## Description of the task
Restate the listing exactly and in full.

## Excerpted data
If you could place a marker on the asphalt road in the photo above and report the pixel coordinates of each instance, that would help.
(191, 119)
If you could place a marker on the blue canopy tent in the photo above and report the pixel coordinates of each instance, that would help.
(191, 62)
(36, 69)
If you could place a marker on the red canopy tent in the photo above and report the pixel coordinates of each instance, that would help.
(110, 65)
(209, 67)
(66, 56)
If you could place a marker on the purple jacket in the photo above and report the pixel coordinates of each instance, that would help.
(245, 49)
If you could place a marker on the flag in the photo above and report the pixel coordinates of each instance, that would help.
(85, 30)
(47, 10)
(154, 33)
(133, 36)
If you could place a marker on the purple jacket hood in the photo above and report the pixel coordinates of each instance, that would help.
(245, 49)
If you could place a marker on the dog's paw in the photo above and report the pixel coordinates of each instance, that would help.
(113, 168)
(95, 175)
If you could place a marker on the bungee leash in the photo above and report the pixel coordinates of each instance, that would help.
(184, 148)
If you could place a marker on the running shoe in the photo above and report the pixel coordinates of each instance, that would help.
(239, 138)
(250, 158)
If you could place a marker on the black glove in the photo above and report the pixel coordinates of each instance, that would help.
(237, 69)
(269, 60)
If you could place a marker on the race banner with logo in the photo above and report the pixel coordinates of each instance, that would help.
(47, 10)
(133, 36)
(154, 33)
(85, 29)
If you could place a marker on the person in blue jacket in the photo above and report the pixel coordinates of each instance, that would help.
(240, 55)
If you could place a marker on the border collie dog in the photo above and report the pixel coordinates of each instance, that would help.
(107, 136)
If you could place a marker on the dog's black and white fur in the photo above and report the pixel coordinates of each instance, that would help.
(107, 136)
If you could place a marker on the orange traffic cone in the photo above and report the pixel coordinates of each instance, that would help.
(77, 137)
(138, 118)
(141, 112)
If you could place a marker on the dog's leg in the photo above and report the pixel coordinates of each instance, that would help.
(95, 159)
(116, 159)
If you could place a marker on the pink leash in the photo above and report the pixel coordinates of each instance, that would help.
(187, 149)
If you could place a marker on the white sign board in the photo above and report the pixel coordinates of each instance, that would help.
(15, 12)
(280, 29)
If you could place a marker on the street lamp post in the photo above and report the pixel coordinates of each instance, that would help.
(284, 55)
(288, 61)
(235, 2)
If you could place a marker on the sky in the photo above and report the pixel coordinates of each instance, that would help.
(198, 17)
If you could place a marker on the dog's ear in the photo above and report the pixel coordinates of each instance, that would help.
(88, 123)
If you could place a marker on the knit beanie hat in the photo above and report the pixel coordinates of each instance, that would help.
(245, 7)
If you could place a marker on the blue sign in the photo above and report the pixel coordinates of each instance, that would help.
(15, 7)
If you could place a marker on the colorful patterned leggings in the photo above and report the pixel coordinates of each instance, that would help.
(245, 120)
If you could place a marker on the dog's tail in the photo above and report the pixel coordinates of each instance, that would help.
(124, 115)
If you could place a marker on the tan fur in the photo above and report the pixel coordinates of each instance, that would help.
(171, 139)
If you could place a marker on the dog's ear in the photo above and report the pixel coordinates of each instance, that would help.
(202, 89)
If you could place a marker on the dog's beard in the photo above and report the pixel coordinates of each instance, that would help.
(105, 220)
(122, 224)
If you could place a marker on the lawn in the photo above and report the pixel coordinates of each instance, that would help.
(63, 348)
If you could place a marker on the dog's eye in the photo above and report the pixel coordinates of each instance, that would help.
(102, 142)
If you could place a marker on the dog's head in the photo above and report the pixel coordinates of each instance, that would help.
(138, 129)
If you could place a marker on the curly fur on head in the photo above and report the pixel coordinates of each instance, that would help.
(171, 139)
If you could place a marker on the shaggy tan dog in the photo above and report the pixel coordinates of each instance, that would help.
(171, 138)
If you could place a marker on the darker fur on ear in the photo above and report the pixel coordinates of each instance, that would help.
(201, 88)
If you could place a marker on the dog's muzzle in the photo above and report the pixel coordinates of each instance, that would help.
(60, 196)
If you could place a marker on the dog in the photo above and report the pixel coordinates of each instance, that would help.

## Response area
If you could place a marker on the asphalt road in the photo above and report the pixel coordinates of each instance, that would help.
(191, 119)
If you could place a marker on the blue canopy tent in the photo above and report the pixel coordinates of each instance, that would help.
(191, 62)
(36, 69)
If you could place a marker on the red canopy tent in the photo above and report the pixel coordinates of each instance, that would help.
(110, 65)
(209, 67)
(66, 56)
If you could place a marker on the purple jacket in the photo above and report the pixel coordinates of each instance, that would help.
(245, 49)
If you could place a marker on the flag in the photo above and report the pixel coordinates of each instance, that would help.
(85, 30)
(47, 10)
(154, 33)
(133, 36)
If you could place a marker on the purple jacket hood in the photo above and report the pixel coordinates of each instance, that would help.
(245, 49)
If you could place a marker on the dog's paw in the photo above and report the pixel coordinates of each instance, that would help.
(113, 168)
(95, 175)
If you could place a marker on the bungee leash in the photo above and report the pixel coordinates of each instance, that would help.
(184, 148)
If you could place a marker on the running shoe in the photo above and report the pixel coordinates of each instance, that would help.
(239, 138)
(250, 158)
If you could place a marker on the black glove in the photo above and report the pixel coordinates of each instance, that would help.
(237, 69)
(269, 60)
If you could place a marker on the race banner with logo in the photo above and report the pixel coordinates of each instance, that would help.
(47, 10)
(133, 36)
(154, 33)
(85, 29)
If you could place a marker on the person in blue jacket in the photo above and report the pixel coordinates of each instance, that would help.
(240, 55)
If you could place a marker on the border collie dog in the photo above and report the pixel coordinates of each instance, that would help.
(107, 136)
If you could place a marker on the dog's black and white fur in the photo above and report the pixel coordinates of each instance, that would help.
(107, 136)
If you could place a marker on the orange traffic cone in the photo above and report the pixel coordinates of each instance, that would help.
(77, 137)
(138, 118)
(141, 112)
If you could place a marker on the dog's leg in the photo above and report the pixel coordinates of each instance, that would help.
(95, 159)
(116, 159)
If you could place a marker on the pink leash in the photo above and report the pixel coordinates of each instance, that would help.
(187, 149)
If you could place a marker on the white sign board in the photo above and report the pixel coordinates of each instance, that would help.
(15, 12)
(280, 29)
If you could place a marker on the street lamp post in the photo above and report the pixel coordinates of each instance, that would help.
(284, 55)
(288, 61)
(235, 2)
If you could place a marker on the sky in the photo above and report the pixel coordinates of each instance, that would help.
(198, 17)
If you could place a marker on the dog's ear in the photo above and report the pixel coordinates of each instance, that would help.
(88, 123)
If you could place a marker on the knit beanie hat in the photo above and report the pixel coordinates of each instance, that would help.
(245, 7)
If you could place a marker on the blue sign in the photo above and report the pixel coordinates of each instance, that would help.
(15, 7)
If you could place a marker on the colorful patterned leggings in the photo above and report the pixel coordinates of each instance, that would help.
(245, 120)
If you could place a marker on the dog's tail in the photo above and report the pixel coordinates of each instance, that would help.
(124, 115)
If you could place a marker on the tan fur in the photo above and report the pixel coordinates of each instance, that would help.
(171, 139)
If you could place a marker on the dog's ear in the photo above and report the pixel coordinates of each instance, that would help.
(202, 89)
If you could place a marker on the dog's beard in the photo above and report the pixel coordinates of each instance, that would help.
(105, 220)
(122, 224)
If you could place a marker on the lawn in the photo above and report the pixel coordinates of each instance, that would help.
(63, 348)
If you could place a marker on the dog's eye in the photo above and report the pixel coordinates of each instance, that would help.
(102, 142)
If you could place a marker on the dog's head in the photo above and report the pixel coordinates of each instance, that would help.
(138, 129)
If you could place a marker on the curly fur on head in the photo above and report the pixel coordinates of each instance, that would help.
(171, 139)
If you could place a marker on the shaggy tan dog in the photo above and report the pixel coordinates of each instance, that would help.
(171, 138)
If you could place a marker on the darker fur on ear in the photo above and report the pixel coordinates of each instance, that would help.
(201, 88)
If you could place a marker on the dog's muzzle in the photo above and report the pixel coordinates of each instance, that would help.
(60, 196)
If you could place a marker on the dog in the photo above and report the pixel coordinates of each instance, that would help.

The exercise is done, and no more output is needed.